Exercise details> Restate all the entries exactly as they appear, apart from the pictures.

(Data extracts)

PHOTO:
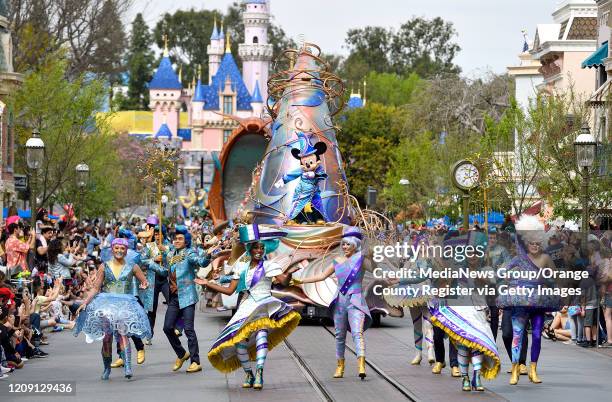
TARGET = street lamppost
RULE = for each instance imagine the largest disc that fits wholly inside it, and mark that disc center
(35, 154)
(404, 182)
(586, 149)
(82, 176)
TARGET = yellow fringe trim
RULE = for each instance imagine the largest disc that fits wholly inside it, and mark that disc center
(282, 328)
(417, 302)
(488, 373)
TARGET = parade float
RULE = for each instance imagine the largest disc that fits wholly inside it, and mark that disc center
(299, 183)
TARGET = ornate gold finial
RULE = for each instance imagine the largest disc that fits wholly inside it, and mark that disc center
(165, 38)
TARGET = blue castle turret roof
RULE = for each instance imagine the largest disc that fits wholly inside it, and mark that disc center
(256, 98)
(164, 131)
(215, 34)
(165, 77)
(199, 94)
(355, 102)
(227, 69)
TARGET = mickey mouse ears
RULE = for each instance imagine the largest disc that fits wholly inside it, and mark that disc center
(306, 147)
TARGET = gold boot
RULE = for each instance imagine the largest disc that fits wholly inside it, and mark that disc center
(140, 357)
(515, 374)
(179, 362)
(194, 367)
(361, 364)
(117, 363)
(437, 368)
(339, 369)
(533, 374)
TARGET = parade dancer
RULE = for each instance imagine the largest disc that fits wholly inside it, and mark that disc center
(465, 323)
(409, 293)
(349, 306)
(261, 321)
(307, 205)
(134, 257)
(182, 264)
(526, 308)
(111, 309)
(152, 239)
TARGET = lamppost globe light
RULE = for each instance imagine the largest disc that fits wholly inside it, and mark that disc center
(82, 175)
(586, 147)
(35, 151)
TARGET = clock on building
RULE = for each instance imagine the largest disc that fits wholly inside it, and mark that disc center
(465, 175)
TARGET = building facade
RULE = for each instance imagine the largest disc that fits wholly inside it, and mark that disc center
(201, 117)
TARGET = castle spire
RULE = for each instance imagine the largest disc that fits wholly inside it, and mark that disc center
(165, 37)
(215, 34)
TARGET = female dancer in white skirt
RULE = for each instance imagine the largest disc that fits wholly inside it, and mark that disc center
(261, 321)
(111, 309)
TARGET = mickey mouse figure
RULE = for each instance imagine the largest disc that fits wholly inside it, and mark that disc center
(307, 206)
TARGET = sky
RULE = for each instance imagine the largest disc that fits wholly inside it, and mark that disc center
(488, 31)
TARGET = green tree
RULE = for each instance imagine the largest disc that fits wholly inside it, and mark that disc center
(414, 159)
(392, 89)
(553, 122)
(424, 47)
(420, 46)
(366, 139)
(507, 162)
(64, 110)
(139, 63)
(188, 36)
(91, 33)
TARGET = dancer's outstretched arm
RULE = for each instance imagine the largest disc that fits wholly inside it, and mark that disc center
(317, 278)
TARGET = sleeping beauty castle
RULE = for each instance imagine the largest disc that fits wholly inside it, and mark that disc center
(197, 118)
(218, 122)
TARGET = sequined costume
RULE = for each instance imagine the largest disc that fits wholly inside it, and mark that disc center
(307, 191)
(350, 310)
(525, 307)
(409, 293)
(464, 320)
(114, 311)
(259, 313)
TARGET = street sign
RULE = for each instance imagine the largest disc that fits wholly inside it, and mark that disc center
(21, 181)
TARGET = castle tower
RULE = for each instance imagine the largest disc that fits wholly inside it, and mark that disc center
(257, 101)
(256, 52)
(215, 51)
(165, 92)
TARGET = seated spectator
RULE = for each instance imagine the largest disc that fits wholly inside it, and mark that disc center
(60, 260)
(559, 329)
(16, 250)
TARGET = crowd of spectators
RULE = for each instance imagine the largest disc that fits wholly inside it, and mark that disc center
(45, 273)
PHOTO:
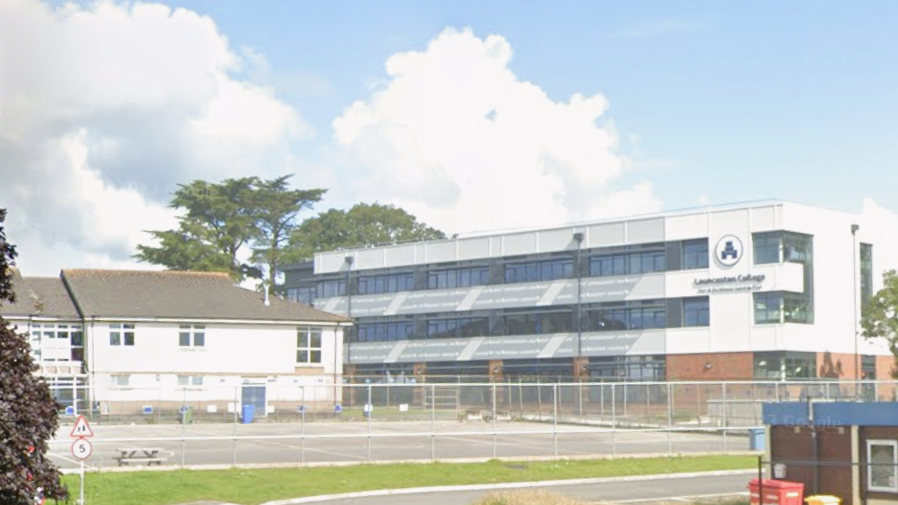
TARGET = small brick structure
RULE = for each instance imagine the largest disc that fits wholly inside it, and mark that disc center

(End Data extracts)

Exercise solution>
PHOTO:
TARGET = street lamppost
RULE = for each instance imagine the largest disc that fits wholly inside it, and mark that disc center
(35, 154)
(404, 182)
(586, 149)
(82, 176)
TARGET = yellow fringe trim
RULE = for each instance imagine the largest disc that fits wholly inside it, and mark that disc center
(282, 328)
(417, 302)
(488, 373)
TARGET = parade float
RULE = for each instance imagine the largest disc that fits wholly inside it, and mark that disc center
(299, 183)
TARGET = ornate gold finial
RULE = for each instance imagine the largest disc that fits wholly inside it, and mark that disc center
(165, 38)
TARGET = blue castle turret roof
RULE = for each instance imagine the largest disc that fits wholly inside it, and mark that disc center
(256, 98)
(164, 131)
(215, 34)
(165, 77)
(199, 94)
(355, 102)
(227, 69)
TARGET = mickey mouse ears
RULE = for each instance imagine the largest disc that fits wholly inside it, and mark that disc center
(306, 147)
TARGET = gold boot
RULE = for each instance imagine the largest disc that fits wholly inside it, and mark that disc center
(140, 357)
(515, 374)
(179, 362)
(194, 367)
(361, 364)
(117, 363)
(437, 368)
(339, 369)
(533, 374)
TARGET = parade dancer
RULE = for each instance imagine the largest disc that fits wholly inside it, and mark that disc center
(465, 323)
(409, 293)
(349, 306)
(261, 321)
(307, 205)
(134, 257)
(182, 264)
(526, 308)
(111, 309)
(152, 239)
TARGET = lamppost globe light
RULE = for each instance imagine the largest disc that fits wholly inside it, and mark that disc center
(82, 175)
(586, 147)
(35, 151)
TARGET = clock on building
RULE = for each instance imagine the largest disc that fits wholly inside it, and mark that disc center
(465, 175)
TARGET = building facade
RULE = for each instance imagine the largest disc that fits wholly inside it, and mark that disc center
(201, 117)
TARGET = castle spire
RULE = for each instance imagine the largest disc that fits wholly inside it, and mark that disc center
(165, 37)
(215, 34)
TARGET = female dancer in white skirt
RULE = for each instance imagine the largest disc that fits wholly inside it, and mark that disc center
(261, 321)
(111, 309)
TARGET = mickey mouse figure
RULE = for each instance imagine the largest disc that fits wholly inside it, and mark that disc center
(307, 206)
TARGET = sky
RULE = for each instance imagine the largest disc that fits wholly inside it, and mark that disc center
(488, 31)
TARGET = green tree
RULE = for each instance imagine the largest disc that fits wholly inside it, and mark that disc center
(414, 159)
(392, 89)
(553, 122)
(424, 47)
(420, 46)
(366, 139)
(507, 162)
(64, 110)
(139, 63)
(188, 36)
(91, 33)
TARGET = dancer's outstretched arm
RULE = for each instance imagine the largest disc that fits wholly inside it, and mark that disc center
(317, 278)
TARGET = sleeping beauty castle
RULE = for each instance imagine the largest disc that fits wholly inside it, and mark that disc center
(197, 118)
(218, 122)
TARGET = sequined costume
RULE = for each instance imagine the largest disc that fits wholly inside it, and mark that disc center
(307, 191)
(350, 310)
(525, 307)
(409, 293)
(464, 320)
(114, 311)
(259, 313)
TARGET = street sign
RULE = for each instance imagine the largest disc that fits wholly inside it, and mark that disc center
(21, 181)
TARGET = castle tower
RULE = for each instance imagine the largest disc that fits wholly inside it, and mark that disc center
(257, 101)
(256, 52)
(215, 51)
(165, 92)
TARGET = seated spectator
RULE = for each instance imagine the largest disc that fits wholly inside it, and mark that disc center
(60, 260)
(559, 329)
(16, 250)
TARGET = crowd of spectators
RULE = for each instance imagine the largest disc that fits wholly inside it, and mark that disc center
(45, 273)
PHOTO:
TARGET = small brick structure
RULE = for each instance imagine the largest disc that fits wholly inside it, and mark that disc center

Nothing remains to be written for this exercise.